### The problem
All of the data below should be written out exactly.

====== Entries provided

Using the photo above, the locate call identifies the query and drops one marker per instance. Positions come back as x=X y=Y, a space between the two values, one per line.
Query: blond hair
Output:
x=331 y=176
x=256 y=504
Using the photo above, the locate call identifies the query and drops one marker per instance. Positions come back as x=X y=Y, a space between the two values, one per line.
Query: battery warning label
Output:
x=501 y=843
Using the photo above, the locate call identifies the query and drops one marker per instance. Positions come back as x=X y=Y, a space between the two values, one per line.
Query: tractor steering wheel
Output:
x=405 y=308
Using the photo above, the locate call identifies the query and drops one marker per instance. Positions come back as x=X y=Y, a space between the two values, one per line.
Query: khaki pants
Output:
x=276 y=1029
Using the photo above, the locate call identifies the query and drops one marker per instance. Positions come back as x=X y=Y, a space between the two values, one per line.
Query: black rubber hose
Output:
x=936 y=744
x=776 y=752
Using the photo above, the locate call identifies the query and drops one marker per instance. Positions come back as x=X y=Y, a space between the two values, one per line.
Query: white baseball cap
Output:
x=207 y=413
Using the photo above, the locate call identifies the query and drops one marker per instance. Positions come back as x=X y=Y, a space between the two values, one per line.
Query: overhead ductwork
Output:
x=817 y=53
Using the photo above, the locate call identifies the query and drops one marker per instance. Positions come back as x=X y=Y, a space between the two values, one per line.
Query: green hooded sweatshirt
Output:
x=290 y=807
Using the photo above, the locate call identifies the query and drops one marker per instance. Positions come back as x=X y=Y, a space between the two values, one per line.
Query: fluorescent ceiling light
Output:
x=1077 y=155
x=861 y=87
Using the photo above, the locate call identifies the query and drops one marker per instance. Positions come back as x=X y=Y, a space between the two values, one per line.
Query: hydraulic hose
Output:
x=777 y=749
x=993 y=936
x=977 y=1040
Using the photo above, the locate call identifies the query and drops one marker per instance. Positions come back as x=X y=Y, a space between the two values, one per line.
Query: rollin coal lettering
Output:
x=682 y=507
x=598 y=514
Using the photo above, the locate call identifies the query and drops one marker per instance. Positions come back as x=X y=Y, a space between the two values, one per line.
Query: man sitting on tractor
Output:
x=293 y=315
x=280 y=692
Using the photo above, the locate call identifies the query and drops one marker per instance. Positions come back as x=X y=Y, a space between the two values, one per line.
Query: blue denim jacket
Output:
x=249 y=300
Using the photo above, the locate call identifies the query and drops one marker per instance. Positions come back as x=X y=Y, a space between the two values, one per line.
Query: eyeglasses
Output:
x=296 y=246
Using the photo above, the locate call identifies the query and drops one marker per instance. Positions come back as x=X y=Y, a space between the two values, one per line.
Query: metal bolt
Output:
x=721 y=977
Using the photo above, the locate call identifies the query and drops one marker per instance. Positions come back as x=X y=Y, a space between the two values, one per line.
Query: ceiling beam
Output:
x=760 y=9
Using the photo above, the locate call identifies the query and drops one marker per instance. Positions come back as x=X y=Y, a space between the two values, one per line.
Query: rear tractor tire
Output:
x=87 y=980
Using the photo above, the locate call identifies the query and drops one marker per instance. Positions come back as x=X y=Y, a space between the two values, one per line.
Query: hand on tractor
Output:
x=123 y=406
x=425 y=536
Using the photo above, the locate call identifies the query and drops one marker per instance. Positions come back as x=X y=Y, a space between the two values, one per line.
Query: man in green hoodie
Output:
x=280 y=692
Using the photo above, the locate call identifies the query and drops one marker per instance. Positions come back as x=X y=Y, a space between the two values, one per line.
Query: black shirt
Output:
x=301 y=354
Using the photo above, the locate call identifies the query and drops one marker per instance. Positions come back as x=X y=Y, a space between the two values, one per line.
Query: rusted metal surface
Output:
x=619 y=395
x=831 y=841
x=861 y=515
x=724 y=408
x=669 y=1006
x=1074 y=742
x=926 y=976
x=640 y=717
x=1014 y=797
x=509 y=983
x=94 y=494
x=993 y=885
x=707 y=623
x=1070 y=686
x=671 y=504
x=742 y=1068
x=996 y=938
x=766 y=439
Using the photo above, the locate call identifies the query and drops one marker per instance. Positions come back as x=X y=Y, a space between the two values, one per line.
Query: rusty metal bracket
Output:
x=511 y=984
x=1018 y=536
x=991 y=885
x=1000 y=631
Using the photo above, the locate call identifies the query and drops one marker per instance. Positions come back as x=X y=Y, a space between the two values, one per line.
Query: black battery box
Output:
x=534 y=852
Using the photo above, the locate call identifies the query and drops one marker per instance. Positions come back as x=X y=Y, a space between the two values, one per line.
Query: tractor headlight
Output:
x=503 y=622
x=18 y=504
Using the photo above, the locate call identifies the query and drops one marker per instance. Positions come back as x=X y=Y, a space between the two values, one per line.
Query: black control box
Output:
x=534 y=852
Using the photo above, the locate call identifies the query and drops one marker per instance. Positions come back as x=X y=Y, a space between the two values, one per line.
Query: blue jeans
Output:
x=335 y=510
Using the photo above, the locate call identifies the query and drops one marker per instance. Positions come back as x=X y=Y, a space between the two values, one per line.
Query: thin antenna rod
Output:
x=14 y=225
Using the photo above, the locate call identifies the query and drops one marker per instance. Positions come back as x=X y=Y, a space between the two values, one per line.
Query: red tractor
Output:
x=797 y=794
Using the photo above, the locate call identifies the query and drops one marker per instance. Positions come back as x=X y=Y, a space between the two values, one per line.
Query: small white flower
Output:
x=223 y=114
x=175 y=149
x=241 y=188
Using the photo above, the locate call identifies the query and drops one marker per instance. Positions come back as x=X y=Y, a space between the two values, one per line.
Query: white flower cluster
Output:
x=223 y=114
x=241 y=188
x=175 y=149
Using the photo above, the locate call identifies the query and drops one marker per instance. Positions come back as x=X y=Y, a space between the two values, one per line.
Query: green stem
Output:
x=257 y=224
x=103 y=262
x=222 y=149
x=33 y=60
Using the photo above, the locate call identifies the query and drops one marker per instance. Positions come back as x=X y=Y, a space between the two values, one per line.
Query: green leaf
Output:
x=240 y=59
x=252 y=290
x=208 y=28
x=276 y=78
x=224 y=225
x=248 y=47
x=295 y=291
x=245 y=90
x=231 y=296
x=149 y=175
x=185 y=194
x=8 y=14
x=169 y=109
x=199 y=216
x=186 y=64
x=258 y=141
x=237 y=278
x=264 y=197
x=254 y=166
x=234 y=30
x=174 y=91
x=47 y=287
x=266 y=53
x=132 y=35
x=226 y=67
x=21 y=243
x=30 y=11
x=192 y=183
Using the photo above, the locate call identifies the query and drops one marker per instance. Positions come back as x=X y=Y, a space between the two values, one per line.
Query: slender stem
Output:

============

### Worked solution
Using the photo above, the locate call identifies the query and drops one marker per instance. Positions come back as x=X y=Y, a space between the two values, one per line.
Query: blond hair
Output:
x=331 y=176
x=256 y=504
Using the photo above, the locate call identifies the query and drops one marker per instance. Positions come back as x=X y=Y, a space between the two values, one per line.
Query: battery warning label
Output:
x=501 y=843
Using the photo above, the locate call identifies the query and drops one marker per instance. Positions come back as x=X y=Y, a space between the two values, one per line.
Query: tractor steering wheel
Output:
x=405 y=308
Using the photo above, the locate call identifies the query and drops one marker per instance. Positions come back as x=X y=Y, a space between the two values, one per line.
Query: khaki pants
Output:
x=276 y=1029
Using the photo above, the locate call identifies the query and drops one marker per instance. Positions come back as x=X y=Y, a space between the two values, one per line.
Query: black rubber hose
Output:
x=936 y=744
x=776 y=752
Using the photo above, the locate call identifies the query and drops one marker per instance. Positions come back as x=X y=Y, a space between the two values, one per line.
Query: white baseball cap
Output:
x=207 y=413
Using the photo above, the locate call identifies the query and drops one marker per instance. Positions come back as x=X y=Y, a space between the two values, one per line.
Query: overhead ductwork
Output:
x=817 y=53
Using the photo above, the locate call identifies the query and drops one marker per instance. Positions come back as x=X y=Y, a space between the two values, one per line.
Query: green hooded sweatshirt
Output:
x=290 y=807
Using the photo above, the locate call identifies the query and drops one marker per instance. Positions come back as x=X y=Y, a space between the two values, one per line.
Query: fluorescent ceiling light
Output:
x=1077 y=155
x=861 y=87
Using the photo above, the locate call identifies the query and drops one marker per instance. Positions come back as x=X y=Y, a space between the two values, one per line.
Query: hydraulic hose
Output:
x=777 y=749
x=993 y=936
x=977 y=1040
Using the photo above, the locate call identifies the query and drops one marker per instance. Positions come back as x=X y=Y, a space between the two values, one per line.
Query: rollin coal lettering
Output:
x=682 y=507
x=598 y=514
Using the photo above, the locate call identifies the query and drops one marker per instance. Positions come back as x=X y=Y, a space between the two values, one per line.
Query: man sitting on tractor
Output:
x=293 y=315
x=280 y=692
Using the photo above, the locate call identifies the query and drops one marker per instance. Positions come back as x=X y=Y, a space between the two values, one per line.
Query: blue denim jacket
Output:
x=249 y=300
Using the photo above, the locate call identifies the query and drops one marker per instance. Positions come back as x=X y=Y, a space between the two values, one per line.
Query: eyeglasses
Output:
x=296 y=246
Using the photo above, the locate call identifies the query and drops one marker per instance. Positions come back as x=X y=Y, a space between the two values, one per line.
Query: metal bolt
Output:
x=721 y=977
Using the photo above, the locate call identifies the query and drops one marker per instance. Positions come back as x=X y=Y, a space between the two values, one per line.
Query: ceiling beam
Output:
x=760 y=9
Using the photo above, the locate call identifies the query and drops one marker per instance. Positions come back as x=X y=Y, a space between the two values, one per line.
Query: rear tractor tire
Output:
x=87 y=980
Using the photo above, the locate call identifies the query and drops one marker per instance. Positions come back as x=X y=Y, a space between the two values, one per line.
Query: hand on tractor
Output:
x=123 y=406
x=425 y=536
Using the photo above, the locate call identifies the query and drops one marker per instance. Positions come back as x=X y=Y, a space between the two values, one per line.
Query: man in green hoodie
Output:
x=280 y=692
Using the photo above, the locate call identifies the query and drops one marker per instance. Positions come back as x=X y=Y, a space between the two values, one per line.
Query: black shirt
Output:
x=301 y=354
Using the photo above, the locate call identifies the query and drops one marker per instance. Positions come back as x=X y=Y, a space between the two values, one per line.
Query: rusted metal surface
Output:
x=619 y=395
x=831 y=841
x=861 y=515
x=724 y=408
x=669 y=1006
x=1074 y=742
x=926 y=976
x=640 y=717
x=1014 y=797
x=509 y=983
x=94 y=494
x=993 y=885
x=707 y=623
x=1070 y=686
x=671 y=504
x=742 y=1068
x=996 y=938
x=766 y=439
Using the photo above, the locate call identifies the query and drops one marker per instance. Positions come back as x=X y=Y, a space between the two values, one per line.
Query: rusty metal bracket
Output:
x=511 y=984
x=1018 y=536
x=991 y=885
x=1000 y=631
Using the photo above, the locate call identifies the query and drops one marker per instance. Positions come back as x=X y=Y, a space between the two values, one per line.
Query: black battery box
Output:
x=534 y=852
Using the photo above, the locate call identifies the query and drops one marker per instance. Positions come back as x=X y=Y, a space between the two values, one per line.
Query: tractor headlight
Output:
x=503 y=622
x=18 y=504
Using the photo above, the locate call identifies the query and drops one marker per instance. Positions come back as x=X y=Y, a space between the two values, one per line.
Query: black control box
Output:
x=534 y=852
Using the photo above, the locate call identifies the query and drops one marker per instance. Positions come back as x=X y=Y, a space between the two values, one per line.
Query: blue jeans
Output:
x=335 y=510
Using the photo above, the locate call identifies the query and drops one marker per instance. Positions come back as x=X y=Y, a space between the two values, one per line.
Query: thin antenna rod
Output:
x=14 y=225
Using the photo above, the locate call identifies the query and drops one marker per instance. Positions come back as x=X y=Y, a space between the two values, one per line.
Query: red tractor
Output:
x=797 y=794
Using the photo above, the locate call identifies the query and drops one marker per instance. Positions come back as x=X y=Y, a space between the two values, one per line.
Query: small white flower
Output:
x=223 y=114
x=175 y=149
x=241 y=188
Using the photo above, the locate call identifies the query and drops one marker per instance. Positions come back as x=X y=Y, a space between the two values, one per line.
Query: white flower cluster
Output:
x=223 y=114
x=241 y=188
x=175 y=149
Using the photo above, the locate call identifies the query and drops one marker per instance. Positions come back as x=X y=Y, a space between the two values, one per line.
Query: green stem
Output:
x=257 y=224
x=103 y=262
x=222 y=149
x=33 y=60
Using the photo above, the locate call identifies the query and drops one marker per instance. Positions come back as x=X y=Y, a space between the two values, one per line.
Query: green leaf
Output:
x=240 y=59
x=252 y=290
x=208 y=28
x=276 y=78
x=224 y=225
x=248 y=47
x=295 y=291
x=245 y=90
x=231 y=296
x=149 y=175
x=185 y=194
x=8 y=14
x=169 y=109
x=199 y=216
x=186 y=64
x=258 y=141
x=237 y=278
x=264 y=197
x=254 y=166
x=234 y=30
x=174 y=91
x=47 y=287
x=266 y=53
x=132 y=35
x=226 y=67
x=21 y=243
x=30 y=11
x=192 y=183
Using the photo above, the locate call identifies the query and drops one marker per instance. Positions come back as x=X y=Y, a space between the two values, one per line.
Query: slender stem
Output:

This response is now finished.